>> BEGIN

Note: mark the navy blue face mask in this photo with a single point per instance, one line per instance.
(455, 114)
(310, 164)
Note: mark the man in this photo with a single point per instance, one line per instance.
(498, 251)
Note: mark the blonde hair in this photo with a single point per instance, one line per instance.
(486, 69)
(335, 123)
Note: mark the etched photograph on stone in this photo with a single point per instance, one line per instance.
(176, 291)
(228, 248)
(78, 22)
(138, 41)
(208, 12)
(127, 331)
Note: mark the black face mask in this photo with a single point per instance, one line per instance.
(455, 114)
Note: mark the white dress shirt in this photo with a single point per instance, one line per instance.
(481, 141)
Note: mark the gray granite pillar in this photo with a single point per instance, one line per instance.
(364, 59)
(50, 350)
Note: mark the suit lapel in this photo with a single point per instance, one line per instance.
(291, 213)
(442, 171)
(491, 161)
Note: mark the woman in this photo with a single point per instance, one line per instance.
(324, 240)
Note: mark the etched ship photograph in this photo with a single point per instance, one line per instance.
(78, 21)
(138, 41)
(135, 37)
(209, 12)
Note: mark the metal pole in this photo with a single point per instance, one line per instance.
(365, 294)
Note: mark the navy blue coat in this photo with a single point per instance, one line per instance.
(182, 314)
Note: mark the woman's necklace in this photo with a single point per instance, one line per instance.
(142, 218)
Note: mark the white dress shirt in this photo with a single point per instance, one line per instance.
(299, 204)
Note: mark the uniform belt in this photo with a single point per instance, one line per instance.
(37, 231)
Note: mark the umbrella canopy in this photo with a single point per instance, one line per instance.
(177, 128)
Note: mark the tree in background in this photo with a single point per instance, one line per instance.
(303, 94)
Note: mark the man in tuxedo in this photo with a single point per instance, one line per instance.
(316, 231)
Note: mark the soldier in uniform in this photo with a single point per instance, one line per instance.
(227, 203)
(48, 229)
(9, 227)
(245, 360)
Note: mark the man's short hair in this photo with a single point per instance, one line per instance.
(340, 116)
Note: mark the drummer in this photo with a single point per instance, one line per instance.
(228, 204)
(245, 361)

>> END

▸ GOAL
Starting at the line with "Note: mark the tree" and going through the end of the data, copy each line again, requests included, adding 104 to every coordinate in the answers.

▸ ANSWER BELOW
Note: mark the tree in background in this photo with a single point per instance, one line per instance.
(407, 198)
Note: mark the man in tuxedo in this photo with a single point per instance, one line per instance.
(420, 335)
Note: mark the soldier in uniform in this photo with a single point per instance, one line per instance.
(331, 307)
(152, 333)
(113, 331)
(349, 464)
Note: mark the man's short hair in this photo with a single point per instance, one line per instance.
(444, 220)
Note: mark the drummer in this photo with a single point per instance, one line per instance.
(332, 308)
(349, 465)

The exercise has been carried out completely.